*Problem statement*
Continue the passage on heart rate variability and postural control, starting right after its final sentence.

5.5. The use of HRV to provide insight into the relationship between cognitive-emotional state and postural control
HRV is an index of sympathetic and parasympathetic tone which has been used to a limited extent to examine the relationship between emotional state, autonomic and somatic activity, and postural control (155, 156). Among other outcomes, HRV has been found to correlate with cognition, attention, reaction time, memory, emotional regulation, postural control and executive function (155–157). It has also been found that different emotional states are reflected in individuals’ state-specific patterns in heart rhythms (158), independent of the amount of HRV, although state-specific changes in the magnitude of HRV are also important. Having high heart rate variability (HRV) is associated with higher emotional well-being, including being correlated with lower levels of worry and rumination, lower anxiety, and generally more regulated emotional responding (159–164). Thus, individuals with higher HRV appear to be better at regulating their emotions. Furthermore, cardiac coherence has been found to be related to emotional states (158). Using a 24 h index of HRV to help inform the emotional regulation of each individual and a 5 min HRV measurement prior to and following research collection, as well as during collection, to quantify the interaction between situation-specific changes and potential balance perturbation (i.e., stimuli coming from the environment). These measures, along with others introduced here, would enable future studies to examine whether individuals who are better able to regulate their emotional state are also less affected by an emotionally triggering stimulus in the environment (such as postural threat) and to assess the impact the stimulus on balance and postural outcomes. Given correlations of HRV and emotional state, and that it is an index of ANS activity, HRV could be a useful tool to utilize when examining the relationship between emotional states, ANS activity and postural control.

(Saved entries)
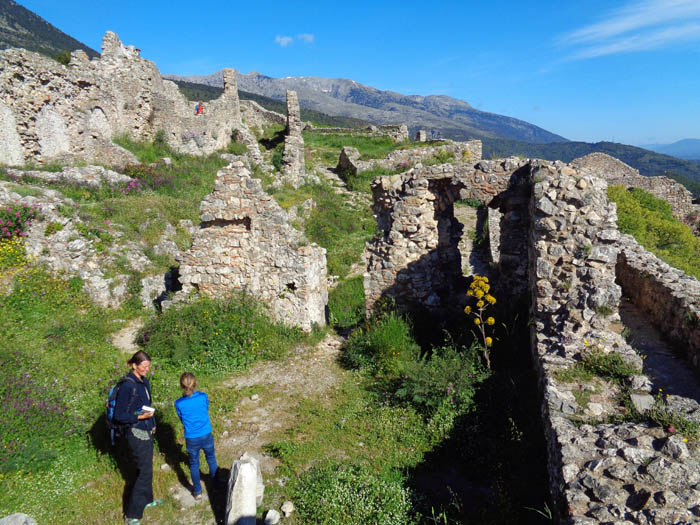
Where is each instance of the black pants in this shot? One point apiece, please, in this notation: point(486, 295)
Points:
point(142, 492)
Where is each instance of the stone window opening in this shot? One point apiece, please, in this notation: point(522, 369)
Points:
point(231, 224)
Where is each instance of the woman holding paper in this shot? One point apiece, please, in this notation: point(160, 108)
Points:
point(133, 408)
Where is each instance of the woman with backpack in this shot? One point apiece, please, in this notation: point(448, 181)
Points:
point(132, 397)
point(193, 410)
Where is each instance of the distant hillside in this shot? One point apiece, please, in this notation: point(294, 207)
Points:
point(451, 117)
point(683, 149)
point(648, 163)
point(19, 27)
point(204, 93)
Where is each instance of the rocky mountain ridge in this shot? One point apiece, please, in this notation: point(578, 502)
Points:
point(451, 117)
point(19, 27)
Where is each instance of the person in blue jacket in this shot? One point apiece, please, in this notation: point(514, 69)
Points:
point(131, 397)
point(193, 410)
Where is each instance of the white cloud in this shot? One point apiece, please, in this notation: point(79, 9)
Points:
point(638, 26)
point(283, 41)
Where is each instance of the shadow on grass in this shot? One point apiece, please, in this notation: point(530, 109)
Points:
point(122, 458)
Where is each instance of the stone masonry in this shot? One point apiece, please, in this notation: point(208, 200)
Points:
point(617, 172)
point(245, 243)
point(349, 162)
point(598, 472)
point(397, 132)
point(65, 114)
point(293, 162)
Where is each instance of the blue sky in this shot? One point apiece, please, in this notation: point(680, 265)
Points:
point(627, 71)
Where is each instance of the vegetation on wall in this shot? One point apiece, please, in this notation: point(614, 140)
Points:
point(650, 221)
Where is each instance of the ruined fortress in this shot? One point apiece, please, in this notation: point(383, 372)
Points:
point(553, 239)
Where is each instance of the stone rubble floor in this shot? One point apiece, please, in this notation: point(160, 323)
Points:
point(666, 368)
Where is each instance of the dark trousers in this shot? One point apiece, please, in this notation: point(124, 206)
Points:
point(142, 492)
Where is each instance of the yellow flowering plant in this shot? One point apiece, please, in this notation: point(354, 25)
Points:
point(479, 289)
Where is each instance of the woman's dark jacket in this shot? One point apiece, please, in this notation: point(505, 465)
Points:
point(132, 395)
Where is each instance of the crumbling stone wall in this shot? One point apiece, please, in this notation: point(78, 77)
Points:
point(293, 162)
point(244, 242)
point(669, 298)
point(414, 258)
point(403, 159)
point(599, 473)
point(55, 113)
point(617, 172)
point(397, 132)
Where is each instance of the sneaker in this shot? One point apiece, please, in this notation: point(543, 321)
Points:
point(154, 503)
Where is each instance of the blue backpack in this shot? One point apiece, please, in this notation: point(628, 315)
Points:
point(116, 430)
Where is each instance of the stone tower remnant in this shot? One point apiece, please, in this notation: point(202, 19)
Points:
point(293, 162)
point(55, 113)
point(245, 243)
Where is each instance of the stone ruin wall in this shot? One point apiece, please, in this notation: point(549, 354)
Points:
point(414, 258)
point(55, 113)
point(350, 163)
point(245, 243)
point(293, 161)
point(397, 132)
point(617, 172)
point(597, 472)
point(669, 298)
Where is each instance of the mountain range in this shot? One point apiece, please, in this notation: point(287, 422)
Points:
point(683, 149)
point(342, 102)
point(19, 27)
point(451, 117)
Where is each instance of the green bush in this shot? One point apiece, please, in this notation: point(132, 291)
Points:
point(346, 304)
point(334, 493)
point(216, 335)
point(448, 375)
point(339, 228)
point(385, 344)
point(649, 220)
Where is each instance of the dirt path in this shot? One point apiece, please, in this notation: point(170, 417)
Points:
point(262, 417)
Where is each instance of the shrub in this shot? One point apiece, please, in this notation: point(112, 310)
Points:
point(346, 304)
point(52, 228)
point(650, 221)
point(333, 493)
point(12, 253)
point(25, 405)
point(15, 219)
point(385, 344)
point(215, 335)
point(448, 376)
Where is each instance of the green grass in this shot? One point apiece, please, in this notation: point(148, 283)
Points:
point(340, 228)
point(328, 146)
point(649, 220)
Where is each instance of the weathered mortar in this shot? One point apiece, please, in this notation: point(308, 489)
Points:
point(245, 243)
point(669, 298)
point(55, 113)
point(403, 159)
point(397, 132)
point(597, 472)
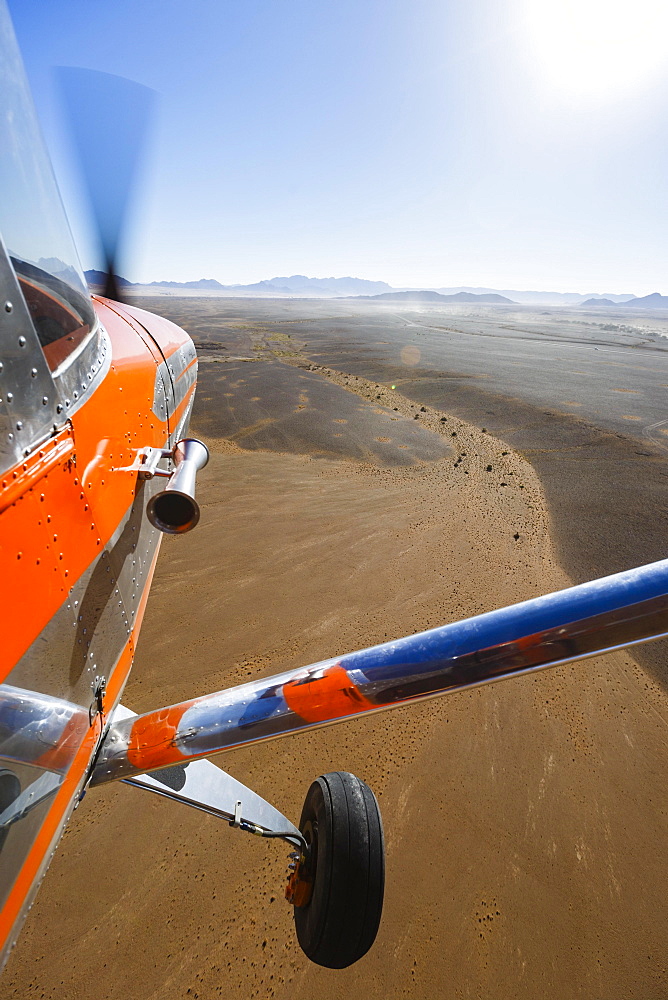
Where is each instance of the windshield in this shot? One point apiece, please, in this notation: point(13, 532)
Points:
point(32, 218)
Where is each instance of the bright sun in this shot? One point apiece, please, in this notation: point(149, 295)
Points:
point(594, 50)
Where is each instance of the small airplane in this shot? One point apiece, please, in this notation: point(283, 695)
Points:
point(95, 466)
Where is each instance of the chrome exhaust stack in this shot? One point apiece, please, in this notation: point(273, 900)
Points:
point(174, 510)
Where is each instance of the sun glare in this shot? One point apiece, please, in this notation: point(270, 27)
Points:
point(594, 50)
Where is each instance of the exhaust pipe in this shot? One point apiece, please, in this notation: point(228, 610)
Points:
point(175, 510)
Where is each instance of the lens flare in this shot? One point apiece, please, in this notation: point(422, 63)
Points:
point(595, 50)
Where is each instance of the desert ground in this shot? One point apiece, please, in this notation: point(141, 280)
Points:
point(347, 501)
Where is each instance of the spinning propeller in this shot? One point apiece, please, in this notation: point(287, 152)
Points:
point(109, 119)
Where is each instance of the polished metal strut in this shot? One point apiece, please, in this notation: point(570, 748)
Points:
point(596, 617)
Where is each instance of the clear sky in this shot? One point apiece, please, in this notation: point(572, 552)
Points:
point(504, 143)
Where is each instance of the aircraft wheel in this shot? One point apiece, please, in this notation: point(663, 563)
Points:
point(344, 871)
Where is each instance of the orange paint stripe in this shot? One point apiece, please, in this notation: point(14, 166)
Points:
point(327, 697)
point(180, 409)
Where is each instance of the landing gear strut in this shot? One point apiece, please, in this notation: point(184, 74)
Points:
point(339, 878)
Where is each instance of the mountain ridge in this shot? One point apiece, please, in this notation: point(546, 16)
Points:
point(300, 285)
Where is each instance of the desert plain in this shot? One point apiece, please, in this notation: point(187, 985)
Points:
point(375, 472)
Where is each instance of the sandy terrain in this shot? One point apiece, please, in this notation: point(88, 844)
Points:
point(525, 821)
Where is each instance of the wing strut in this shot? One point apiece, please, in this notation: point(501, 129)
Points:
point(573, 624)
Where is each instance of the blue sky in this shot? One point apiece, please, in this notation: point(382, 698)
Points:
point(506, 143)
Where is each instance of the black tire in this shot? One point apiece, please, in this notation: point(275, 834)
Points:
point(341, 822)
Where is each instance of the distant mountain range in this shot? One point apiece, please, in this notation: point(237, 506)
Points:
point(299, 285)
point(653, 301)
point(429, 296)
point(296, 284)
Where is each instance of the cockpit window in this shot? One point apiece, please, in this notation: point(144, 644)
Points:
point(59, 311)
point(32, 218)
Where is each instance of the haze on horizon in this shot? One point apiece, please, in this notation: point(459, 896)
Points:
point(507, 144)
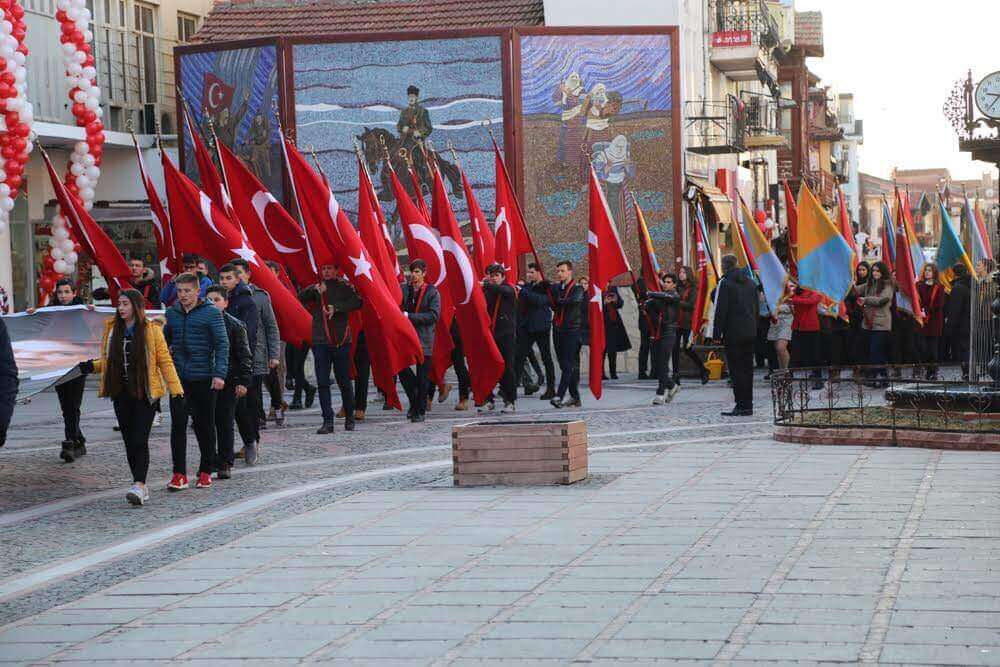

*Task response*
5.6. The use of EEG to provide insight into the relationship between cognitive-emotional state and postural control
In addition to HRV, EEG recordings would be beneficial to examining this relationship [please see reference (165) for a review of EEG computation methods for emotional state]. It has been found that changes in the demand to balance control are associated with changes in activity of the cortex as measured by frequency content of EEG recordings (166, 167). Many studies have shown cortical contributions to the recovery of balance following a perturbation in humans (168–171). Event-related potentials (ERP) are known to reflect underlying emotional responses when emotional stimuli are present (i.e., a threat or other emotional stimuli) (165). Furthermore, analysis of cortical cardiac coherence (as well as cortical coherence) could prove to be important when examining this relationship, when considering that 85%–90% of the fibers making up the vagus nerve are afferent, and cardiovascular related afferent neural signal transmission significantly affects activity in most higher brain centers, as well as cognitive processes and emotional state (158, 172, 173).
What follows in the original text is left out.